| TASK DETAILS |
Please copy the stretch of the Sam Glanzman biography from "- Area: Artist" through "comic artist (1924–2017)" word for word.

| TEXT EXCERPT |
--- Start ---
- Born: Samuel Joseph Glanzman December 5, 1924 Baltimore, Maryland, U.S.
- Died: July 12, 2017 (aged 92) Maryland, New York, U.S.
- Area: Artist
- Notable works: Hercules "The Lonely War of Willy Schultz" "U.S.S. Stevens" A Sailor's Story
- Awards: Inkpot Award (1999)

= Sam Glanzman =

American comic artist (1924–2017)

Samuel Joseph Glanzman (December 5, 1924 – July 12, 2017) was an American comics artist and memoirist. Glanzman is best known for his Charlton Comics series Hercules, about the mythological Greek demigod; his autobiographical war stories about his service aboard the for DC Comics and Marvel Comics; and the Charlton Comics Fightin' Army feature "The Lonely War of Willy Schultz", a Vietnam War-era serial about a German-American U.S. Army captain during World War II.

==Biography==
===Early life and career===
Glanzman was born on December 5, 1924, in Baltimore, Maryland, the son of Florence and Gustave Glanzman. His father was Jewish and his mother Catholic. His brothers were comic-book artists D.C. (Davis Charles) Glanzman and Louis "Lew" Glanzman, the latter of whom went on to become a fine art painter.

Glanzman ended his formal education after grade school. He entered the comics industry in late 1939, during the period historians and fans call the Golden Age of comic books, at Funnies, Inc., one of the early "packagers" that supplied comics to publishers then entering the fledgling medium. There, for Centaur Publications, he wrote two-page text stories with incidental art for Amazing-Man Comics. Later, for Harvey Comics, he created Fly-Man in the superhero anthology Spitfire Comics #1 (August 1941), writing and drawing the feature for at least two issues. He also contributed to Harvey's All-New Short Story Comics (where he published his first recorded war story); Champ Comics (stories about the superhero Human Meteor); and the radio program tie-in series Green Hornet Comics through 1943.

He served in the U.S. Navy, during World War II, stationed on the destroyer , and was discharged in 1946. Eschewing work in comics ("I was getting $7.50 a page for [Fly-Man], pencils, inks, story, and coloring ... I figured, 'Hell, that's not much money.'"), he began a peripatetic career doing manual labor in cabinet shops, lumber mills, and boat yards. After marrying in the 1950s, he worked at Republic Aviation in Farmingdale, New York, installing machine guns on military jets. During this time, he lived in Rockaway, Queens, and in the Long Island towns of Valley Stream and Massapequa Park.
--- End ---
| SUPPLIED DATA |
--- Start ---
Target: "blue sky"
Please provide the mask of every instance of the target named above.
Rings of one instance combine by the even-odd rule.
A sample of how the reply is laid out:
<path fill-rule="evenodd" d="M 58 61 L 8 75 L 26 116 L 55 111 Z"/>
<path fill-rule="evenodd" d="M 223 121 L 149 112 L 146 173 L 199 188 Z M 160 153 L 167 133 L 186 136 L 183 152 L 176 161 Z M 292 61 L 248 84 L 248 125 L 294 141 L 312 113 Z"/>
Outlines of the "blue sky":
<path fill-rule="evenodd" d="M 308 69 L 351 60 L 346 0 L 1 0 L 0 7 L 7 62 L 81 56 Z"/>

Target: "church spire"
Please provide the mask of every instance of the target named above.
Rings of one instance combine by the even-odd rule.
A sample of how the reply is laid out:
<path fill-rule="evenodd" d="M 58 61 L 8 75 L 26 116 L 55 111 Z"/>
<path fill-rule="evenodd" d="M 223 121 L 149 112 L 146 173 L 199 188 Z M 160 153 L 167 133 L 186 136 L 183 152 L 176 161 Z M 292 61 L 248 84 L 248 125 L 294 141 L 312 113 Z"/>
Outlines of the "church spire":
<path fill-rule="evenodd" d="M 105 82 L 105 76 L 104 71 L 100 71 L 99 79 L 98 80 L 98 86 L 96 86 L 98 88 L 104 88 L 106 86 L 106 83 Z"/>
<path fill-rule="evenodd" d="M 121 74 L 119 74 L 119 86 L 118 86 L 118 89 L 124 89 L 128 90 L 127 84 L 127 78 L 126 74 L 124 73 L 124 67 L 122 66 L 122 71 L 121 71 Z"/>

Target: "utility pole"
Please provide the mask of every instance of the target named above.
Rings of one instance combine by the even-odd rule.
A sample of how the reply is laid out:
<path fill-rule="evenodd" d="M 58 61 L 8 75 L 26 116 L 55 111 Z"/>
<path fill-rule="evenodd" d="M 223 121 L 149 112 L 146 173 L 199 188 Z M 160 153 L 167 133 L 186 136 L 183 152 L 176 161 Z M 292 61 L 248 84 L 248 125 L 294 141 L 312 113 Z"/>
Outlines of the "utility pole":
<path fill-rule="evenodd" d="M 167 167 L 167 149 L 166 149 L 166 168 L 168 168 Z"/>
--- End ---
| ANSWER BELOW |
- Area: Artist
- Notable works: Hercules "The Lonely War of Willy Schultz" "U.S.S. Stevens" A Sailor's Story
- Awards: Inkpot Award (1999)

= Sam Glanzman =

American comic artist (1924–2017)